* **Data records**
►
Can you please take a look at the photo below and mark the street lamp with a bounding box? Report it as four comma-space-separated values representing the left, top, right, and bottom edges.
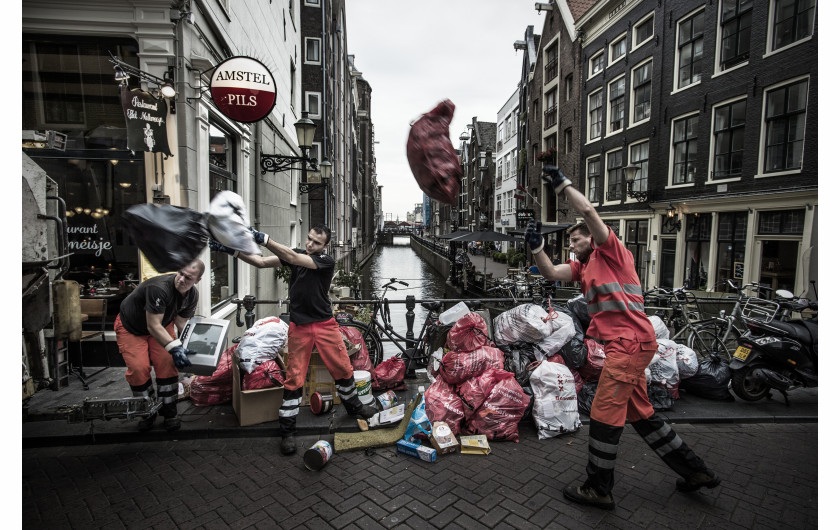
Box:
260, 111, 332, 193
◄
►
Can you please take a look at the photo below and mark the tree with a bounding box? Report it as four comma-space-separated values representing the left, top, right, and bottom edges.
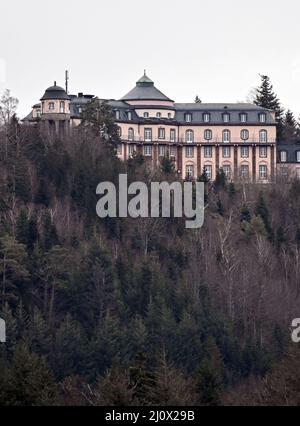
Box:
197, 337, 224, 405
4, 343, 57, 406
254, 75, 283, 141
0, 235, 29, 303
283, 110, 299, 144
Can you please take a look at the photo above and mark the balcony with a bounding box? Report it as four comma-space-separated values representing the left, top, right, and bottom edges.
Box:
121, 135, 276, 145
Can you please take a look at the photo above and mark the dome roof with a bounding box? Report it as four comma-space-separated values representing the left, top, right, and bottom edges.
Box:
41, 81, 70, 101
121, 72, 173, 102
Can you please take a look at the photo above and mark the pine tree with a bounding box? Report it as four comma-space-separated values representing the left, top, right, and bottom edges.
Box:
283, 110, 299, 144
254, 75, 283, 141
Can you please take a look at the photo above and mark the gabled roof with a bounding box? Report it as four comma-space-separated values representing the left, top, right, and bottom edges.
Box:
◄
Filter the listing above: which lines contain the string "street", with uppercase and lowercase counted as different? Copy each matching line in full.

* **Result for this task**
Can you please take a look at the photo below and mark the street lamp with a bounding box? Report it as four comma-space-separated values representing the left, top, right, and bottom edges.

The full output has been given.